WORK INSTRUCTIONS ::
Copy the listing word for word, starting at its first line and ending with the line that has "pixel 269 371". Include that last line too.
== SUPPLIED DATA ==
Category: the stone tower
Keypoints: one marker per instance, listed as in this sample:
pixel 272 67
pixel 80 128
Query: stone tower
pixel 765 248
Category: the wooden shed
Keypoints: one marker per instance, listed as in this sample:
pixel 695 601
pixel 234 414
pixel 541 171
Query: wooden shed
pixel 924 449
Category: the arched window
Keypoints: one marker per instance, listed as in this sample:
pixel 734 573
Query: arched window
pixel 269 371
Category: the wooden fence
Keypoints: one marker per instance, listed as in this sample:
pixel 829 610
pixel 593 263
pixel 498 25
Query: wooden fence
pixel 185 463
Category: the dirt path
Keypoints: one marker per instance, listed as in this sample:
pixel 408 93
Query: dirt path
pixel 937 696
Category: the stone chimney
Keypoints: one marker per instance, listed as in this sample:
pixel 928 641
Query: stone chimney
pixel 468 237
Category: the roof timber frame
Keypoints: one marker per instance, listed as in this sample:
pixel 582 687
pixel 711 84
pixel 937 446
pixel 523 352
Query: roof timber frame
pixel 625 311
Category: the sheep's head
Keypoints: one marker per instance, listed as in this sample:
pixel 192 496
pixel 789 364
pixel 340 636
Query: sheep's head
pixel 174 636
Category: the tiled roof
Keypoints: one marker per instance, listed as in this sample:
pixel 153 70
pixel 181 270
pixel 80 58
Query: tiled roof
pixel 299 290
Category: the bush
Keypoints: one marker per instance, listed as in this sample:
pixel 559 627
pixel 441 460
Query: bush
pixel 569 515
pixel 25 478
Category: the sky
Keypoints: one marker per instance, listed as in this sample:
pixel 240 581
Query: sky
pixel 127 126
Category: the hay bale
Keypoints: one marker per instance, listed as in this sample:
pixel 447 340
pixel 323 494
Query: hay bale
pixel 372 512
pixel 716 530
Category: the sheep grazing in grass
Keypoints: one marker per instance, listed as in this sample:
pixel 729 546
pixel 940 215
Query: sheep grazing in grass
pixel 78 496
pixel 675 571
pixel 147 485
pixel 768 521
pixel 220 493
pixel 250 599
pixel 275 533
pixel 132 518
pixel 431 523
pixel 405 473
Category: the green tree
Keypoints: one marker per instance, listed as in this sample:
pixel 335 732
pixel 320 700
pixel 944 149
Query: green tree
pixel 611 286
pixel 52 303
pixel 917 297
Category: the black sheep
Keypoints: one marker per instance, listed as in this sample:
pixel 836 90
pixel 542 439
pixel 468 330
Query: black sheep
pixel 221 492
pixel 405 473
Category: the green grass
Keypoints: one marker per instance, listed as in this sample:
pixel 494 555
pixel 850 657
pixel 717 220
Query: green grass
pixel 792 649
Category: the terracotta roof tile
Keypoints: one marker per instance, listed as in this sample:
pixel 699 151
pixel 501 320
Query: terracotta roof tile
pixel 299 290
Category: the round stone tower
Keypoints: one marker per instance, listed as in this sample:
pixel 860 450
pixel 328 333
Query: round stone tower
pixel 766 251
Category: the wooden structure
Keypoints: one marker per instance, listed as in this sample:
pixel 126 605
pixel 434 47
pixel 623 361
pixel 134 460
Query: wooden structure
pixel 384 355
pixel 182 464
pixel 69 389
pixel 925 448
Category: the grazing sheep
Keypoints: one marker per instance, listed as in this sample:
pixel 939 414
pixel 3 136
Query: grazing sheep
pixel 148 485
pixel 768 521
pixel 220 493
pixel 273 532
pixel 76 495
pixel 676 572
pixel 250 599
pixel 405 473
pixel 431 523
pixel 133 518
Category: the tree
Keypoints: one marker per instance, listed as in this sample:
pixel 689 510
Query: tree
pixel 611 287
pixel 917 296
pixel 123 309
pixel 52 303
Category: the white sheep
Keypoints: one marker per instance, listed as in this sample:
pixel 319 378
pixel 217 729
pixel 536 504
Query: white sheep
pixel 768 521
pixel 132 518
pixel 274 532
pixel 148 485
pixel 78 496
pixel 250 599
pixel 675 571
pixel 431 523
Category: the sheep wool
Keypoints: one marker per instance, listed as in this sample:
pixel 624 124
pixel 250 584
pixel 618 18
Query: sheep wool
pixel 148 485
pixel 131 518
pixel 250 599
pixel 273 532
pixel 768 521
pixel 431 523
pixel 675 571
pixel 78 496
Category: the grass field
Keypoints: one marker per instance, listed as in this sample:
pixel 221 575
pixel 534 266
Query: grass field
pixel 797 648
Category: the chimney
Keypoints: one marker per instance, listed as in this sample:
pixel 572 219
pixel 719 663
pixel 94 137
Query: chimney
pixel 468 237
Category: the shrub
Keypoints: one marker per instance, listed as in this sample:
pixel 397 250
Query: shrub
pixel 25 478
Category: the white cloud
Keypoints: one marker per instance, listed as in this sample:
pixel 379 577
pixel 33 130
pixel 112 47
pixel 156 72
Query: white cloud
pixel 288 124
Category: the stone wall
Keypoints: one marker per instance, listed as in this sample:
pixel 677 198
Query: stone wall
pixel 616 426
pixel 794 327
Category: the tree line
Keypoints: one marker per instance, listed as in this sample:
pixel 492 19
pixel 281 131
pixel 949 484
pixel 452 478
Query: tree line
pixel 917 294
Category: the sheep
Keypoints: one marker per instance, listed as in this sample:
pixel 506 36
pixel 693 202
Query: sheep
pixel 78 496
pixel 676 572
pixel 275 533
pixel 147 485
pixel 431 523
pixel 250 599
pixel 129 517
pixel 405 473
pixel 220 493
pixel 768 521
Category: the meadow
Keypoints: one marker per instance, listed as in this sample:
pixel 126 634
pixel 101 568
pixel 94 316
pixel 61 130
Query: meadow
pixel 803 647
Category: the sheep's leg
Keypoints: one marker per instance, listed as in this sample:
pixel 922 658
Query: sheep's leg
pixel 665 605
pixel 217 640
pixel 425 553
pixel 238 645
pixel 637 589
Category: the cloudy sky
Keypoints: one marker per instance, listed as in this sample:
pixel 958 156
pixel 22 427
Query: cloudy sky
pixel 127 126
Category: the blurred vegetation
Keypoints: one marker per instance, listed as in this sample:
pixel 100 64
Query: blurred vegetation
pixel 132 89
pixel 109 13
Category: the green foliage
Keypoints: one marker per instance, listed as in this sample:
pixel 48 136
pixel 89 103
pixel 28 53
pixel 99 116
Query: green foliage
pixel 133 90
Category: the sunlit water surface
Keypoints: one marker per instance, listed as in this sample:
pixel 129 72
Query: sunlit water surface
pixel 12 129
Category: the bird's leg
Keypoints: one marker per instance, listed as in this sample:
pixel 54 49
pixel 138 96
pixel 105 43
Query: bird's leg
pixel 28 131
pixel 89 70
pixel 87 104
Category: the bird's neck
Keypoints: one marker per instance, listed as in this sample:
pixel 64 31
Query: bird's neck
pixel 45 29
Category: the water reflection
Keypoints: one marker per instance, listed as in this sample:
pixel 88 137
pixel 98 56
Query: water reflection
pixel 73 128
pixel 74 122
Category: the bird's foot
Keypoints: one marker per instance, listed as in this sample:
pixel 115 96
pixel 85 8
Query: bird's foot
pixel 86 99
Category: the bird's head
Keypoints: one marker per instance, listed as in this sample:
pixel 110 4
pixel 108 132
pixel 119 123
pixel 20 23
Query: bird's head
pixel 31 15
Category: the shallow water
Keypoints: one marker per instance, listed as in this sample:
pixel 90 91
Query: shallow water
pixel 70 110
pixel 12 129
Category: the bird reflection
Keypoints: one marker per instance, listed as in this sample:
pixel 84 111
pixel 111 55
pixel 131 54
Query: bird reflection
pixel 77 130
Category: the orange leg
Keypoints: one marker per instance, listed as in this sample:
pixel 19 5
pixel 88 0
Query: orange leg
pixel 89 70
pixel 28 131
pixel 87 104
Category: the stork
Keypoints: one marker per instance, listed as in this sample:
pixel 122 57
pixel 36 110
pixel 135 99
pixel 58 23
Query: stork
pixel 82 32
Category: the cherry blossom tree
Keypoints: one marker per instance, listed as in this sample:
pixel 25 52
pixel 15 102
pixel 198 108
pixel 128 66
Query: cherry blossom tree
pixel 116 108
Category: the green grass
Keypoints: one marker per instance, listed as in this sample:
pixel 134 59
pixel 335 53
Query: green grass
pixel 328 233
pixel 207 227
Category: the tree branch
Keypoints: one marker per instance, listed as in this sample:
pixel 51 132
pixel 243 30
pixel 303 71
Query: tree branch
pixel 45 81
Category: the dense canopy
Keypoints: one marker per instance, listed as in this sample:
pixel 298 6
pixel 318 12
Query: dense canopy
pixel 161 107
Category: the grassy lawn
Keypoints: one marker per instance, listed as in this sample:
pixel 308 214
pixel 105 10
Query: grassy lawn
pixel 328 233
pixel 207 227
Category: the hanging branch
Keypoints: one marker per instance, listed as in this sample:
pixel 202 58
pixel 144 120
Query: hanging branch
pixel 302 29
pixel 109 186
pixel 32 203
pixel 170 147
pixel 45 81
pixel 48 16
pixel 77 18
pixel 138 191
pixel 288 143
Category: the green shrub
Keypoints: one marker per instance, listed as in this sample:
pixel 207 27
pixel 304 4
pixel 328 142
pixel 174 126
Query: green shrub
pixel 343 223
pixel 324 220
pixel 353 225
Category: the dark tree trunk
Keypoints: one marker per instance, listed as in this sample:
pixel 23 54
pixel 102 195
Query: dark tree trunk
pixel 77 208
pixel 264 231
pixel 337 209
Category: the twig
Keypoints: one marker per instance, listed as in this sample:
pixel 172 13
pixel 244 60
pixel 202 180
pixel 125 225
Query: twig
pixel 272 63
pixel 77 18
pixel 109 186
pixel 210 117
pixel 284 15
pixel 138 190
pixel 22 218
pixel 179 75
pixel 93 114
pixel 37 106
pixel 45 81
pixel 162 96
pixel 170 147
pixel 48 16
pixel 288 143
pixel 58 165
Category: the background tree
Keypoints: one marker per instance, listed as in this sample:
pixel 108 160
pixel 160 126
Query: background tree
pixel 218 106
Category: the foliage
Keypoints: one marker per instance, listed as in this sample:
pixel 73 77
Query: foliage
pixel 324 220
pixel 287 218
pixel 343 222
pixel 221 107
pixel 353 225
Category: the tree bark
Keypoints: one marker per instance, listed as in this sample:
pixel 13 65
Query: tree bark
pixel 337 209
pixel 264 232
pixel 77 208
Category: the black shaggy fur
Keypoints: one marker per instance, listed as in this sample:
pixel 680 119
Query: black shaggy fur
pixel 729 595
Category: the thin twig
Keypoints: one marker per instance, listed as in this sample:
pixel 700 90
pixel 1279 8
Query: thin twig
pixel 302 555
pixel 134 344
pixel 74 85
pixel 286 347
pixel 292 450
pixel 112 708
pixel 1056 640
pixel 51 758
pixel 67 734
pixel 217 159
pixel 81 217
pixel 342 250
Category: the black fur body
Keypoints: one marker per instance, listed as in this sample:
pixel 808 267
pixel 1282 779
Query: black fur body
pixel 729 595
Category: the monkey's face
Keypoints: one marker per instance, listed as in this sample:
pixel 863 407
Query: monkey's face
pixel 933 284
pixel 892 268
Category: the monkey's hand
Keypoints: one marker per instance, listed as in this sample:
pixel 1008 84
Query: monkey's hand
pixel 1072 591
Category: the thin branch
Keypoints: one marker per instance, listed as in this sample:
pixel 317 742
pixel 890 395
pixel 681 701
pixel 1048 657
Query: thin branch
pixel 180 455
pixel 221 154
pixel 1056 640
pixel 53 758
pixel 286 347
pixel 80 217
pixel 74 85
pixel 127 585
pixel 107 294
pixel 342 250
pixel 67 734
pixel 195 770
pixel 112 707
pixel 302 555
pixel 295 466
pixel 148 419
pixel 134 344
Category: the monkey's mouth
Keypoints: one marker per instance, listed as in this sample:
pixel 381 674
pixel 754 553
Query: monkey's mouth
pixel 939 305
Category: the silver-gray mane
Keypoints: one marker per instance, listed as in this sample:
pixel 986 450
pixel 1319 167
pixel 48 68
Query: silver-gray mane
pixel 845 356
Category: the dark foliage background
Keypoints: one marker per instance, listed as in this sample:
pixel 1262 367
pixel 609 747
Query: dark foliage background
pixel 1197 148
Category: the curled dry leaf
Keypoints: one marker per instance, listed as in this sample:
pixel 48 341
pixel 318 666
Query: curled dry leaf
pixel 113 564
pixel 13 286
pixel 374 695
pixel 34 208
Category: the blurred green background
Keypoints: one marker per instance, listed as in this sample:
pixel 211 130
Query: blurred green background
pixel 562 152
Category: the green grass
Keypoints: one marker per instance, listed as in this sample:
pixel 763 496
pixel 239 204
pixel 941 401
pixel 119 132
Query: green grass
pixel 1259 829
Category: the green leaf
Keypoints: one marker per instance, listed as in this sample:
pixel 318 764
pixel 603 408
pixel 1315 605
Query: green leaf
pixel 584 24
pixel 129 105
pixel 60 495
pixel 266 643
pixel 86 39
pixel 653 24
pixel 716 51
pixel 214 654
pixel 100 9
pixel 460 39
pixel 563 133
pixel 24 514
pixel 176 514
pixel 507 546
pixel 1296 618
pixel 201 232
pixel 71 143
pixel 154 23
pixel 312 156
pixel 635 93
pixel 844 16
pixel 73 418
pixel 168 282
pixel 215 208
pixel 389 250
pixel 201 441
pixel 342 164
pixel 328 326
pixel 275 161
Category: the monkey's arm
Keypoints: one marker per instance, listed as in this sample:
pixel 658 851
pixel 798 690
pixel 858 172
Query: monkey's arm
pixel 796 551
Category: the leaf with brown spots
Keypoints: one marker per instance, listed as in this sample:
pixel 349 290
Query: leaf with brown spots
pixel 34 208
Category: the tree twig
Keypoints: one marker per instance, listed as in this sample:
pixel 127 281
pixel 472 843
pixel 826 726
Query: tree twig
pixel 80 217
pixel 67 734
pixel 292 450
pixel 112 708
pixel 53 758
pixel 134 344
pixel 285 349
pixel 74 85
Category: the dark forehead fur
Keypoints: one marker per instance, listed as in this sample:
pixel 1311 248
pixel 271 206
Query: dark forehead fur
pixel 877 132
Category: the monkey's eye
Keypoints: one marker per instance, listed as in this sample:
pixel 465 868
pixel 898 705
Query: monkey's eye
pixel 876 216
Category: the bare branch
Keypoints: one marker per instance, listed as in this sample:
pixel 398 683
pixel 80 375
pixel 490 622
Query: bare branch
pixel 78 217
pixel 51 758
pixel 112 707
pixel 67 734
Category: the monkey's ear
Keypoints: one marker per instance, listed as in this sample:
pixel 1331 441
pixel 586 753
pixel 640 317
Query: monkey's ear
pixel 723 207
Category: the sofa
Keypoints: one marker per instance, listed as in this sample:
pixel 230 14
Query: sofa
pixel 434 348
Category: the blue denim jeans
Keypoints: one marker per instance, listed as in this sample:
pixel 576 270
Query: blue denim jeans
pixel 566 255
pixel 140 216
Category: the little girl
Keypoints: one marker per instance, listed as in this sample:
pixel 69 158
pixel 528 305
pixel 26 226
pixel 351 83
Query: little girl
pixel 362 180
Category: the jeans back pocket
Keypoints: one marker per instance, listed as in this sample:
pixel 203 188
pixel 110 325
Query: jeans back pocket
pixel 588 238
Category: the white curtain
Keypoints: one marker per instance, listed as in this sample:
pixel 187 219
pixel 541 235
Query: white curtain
===
FULL ANSWER ::
Category: the stone tower
Keypoints: one marker per instance, listed as in this sample:
pixel 272 67
pixel 80 128
Query: stone tower
pixel 765 248
Category: the wooden shed
Keypoints: one marker per instance, listed as in this sample:
pixel 695 601
pixel 234 414
pixel 541 171
Query: wooden shed
pixel 924 449
Category: the arched window
Keypoints: one marker per instance, listed as in this sample:
pixel 734 573
Query: arched window
pixel 269 371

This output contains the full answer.